* START INPUT MATERIAL *
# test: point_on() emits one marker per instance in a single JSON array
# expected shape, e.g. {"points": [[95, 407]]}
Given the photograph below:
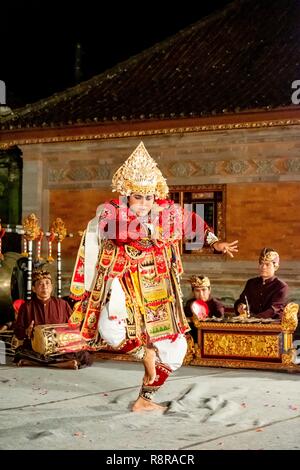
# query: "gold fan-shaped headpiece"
{"points": [[140, 174]]}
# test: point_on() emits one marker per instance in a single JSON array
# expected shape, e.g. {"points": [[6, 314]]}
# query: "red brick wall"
{"points": [[75, 208], [264, 214]]}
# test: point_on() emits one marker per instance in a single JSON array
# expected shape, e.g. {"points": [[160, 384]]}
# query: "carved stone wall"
{"points": [[260, 167]]}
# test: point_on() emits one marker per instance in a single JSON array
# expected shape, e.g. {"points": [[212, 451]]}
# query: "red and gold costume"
{"points": [[142, 254]]}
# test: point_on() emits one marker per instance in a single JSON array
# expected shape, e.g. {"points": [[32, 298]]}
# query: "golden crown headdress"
{"points": [[268, 254], [201, 281], [140, 174]]}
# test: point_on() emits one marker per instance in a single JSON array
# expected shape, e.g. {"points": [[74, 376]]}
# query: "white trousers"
{"points": [[113, 331]]}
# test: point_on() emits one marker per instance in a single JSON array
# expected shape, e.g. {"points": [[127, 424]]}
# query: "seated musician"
{"points": [[264, 296], [202, 292], [43, 309]]}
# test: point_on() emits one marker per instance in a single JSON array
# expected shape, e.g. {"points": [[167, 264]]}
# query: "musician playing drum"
{"points": [[44, 309]]}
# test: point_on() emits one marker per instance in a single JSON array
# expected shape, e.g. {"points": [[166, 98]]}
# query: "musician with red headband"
{"points": [[45, 309], [264, 296], [203, 305]]}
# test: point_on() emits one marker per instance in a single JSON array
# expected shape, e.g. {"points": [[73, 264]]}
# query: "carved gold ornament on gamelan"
{"points": [[290, 317], [31, 227], [140, 174], [58, 227]]}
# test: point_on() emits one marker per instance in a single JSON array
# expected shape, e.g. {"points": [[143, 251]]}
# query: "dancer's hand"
{"points": [[227, 248]]}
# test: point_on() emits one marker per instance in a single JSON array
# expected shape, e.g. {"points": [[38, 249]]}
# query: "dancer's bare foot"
{"points": [[149, 365], [26, 362], [145, 405]]}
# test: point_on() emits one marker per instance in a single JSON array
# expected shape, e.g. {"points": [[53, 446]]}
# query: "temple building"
{"points": [[216, 105]]}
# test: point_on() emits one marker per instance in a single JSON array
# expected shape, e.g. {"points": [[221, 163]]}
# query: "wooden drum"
{"points": [[54, 339]]}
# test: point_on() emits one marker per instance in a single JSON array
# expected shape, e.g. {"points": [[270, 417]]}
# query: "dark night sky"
{"points": [[38, 38]]}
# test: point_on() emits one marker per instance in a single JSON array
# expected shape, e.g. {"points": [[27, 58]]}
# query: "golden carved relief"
{"points": [[239, 345], [289, 320]]}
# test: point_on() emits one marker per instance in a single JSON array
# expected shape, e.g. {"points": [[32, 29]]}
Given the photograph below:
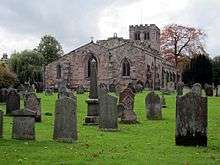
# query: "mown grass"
{"points": [[150, 142]]}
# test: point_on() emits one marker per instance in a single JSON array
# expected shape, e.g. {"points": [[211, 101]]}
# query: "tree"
{"points": [[216, 70], [27, 65], [50, 48], [198, 71], [180, 42], [7, 78]]}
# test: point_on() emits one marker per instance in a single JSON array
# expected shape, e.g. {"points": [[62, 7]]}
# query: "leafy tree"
{"points": [[7, 78], [198, 71], [50, 48], [216, 70], [27, 65]]}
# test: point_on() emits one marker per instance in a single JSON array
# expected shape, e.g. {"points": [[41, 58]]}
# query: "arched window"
{"points": [[58, 71], [146, 36], [89, 65], [125, 68], [137, 36]]}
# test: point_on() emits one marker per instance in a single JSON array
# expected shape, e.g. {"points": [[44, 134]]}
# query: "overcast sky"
{"points": [[73, 22]]}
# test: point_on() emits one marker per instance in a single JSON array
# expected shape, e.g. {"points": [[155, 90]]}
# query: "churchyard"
{"points": [[145, 142]]}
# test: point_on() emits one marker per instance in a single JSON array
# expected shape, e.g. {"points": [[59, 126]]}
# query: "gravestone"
{"points": [[13, 101], [197, 88], [163, 102], [65, 123], [65, 92], [1, 123], [209, 90], [126, 99], [23, 125], [92, 117], [179, 88], [3, 95], [218, 90], [80, 89], [108, 117], [33, 104], [153, 106], [191, 120]]}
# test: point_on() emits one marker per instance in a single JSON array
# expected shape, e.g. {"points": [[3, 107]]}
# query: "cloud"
{"points": [[73, 22]]}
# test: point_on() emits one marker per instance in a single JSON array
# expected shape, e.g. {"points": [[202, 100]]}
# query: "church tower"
{"points": [[148, 34]]}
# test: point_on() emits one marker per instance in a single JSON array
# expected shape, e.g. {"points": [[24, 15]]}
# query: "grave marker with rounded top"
{"points": [[23, 125], [191, 120], [108, 119], [153, 106], [65, 122]]}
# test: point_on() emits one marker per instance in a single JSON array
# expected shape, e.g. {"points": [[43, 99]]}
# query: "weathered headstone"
{"points": [[80, 89], [33, 104], [153, 106], [179, 88], [191, 120], [65, 92], [1, 123], [65, 123], [13, 101], [108, 119], [92, 117], [3, 95], [23, 125], [126, 99], [197, 88], [163, 102], [209, 90], [218, 90]]}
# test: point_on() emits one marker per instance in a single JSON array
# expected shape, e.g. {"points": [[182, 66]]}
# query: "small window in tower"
* END INPUT MATERIAL *
Which lines in the data contain the word "tower"? Pick out each one and copy it in full.

# query: "church tower"
# query: "small window in tower"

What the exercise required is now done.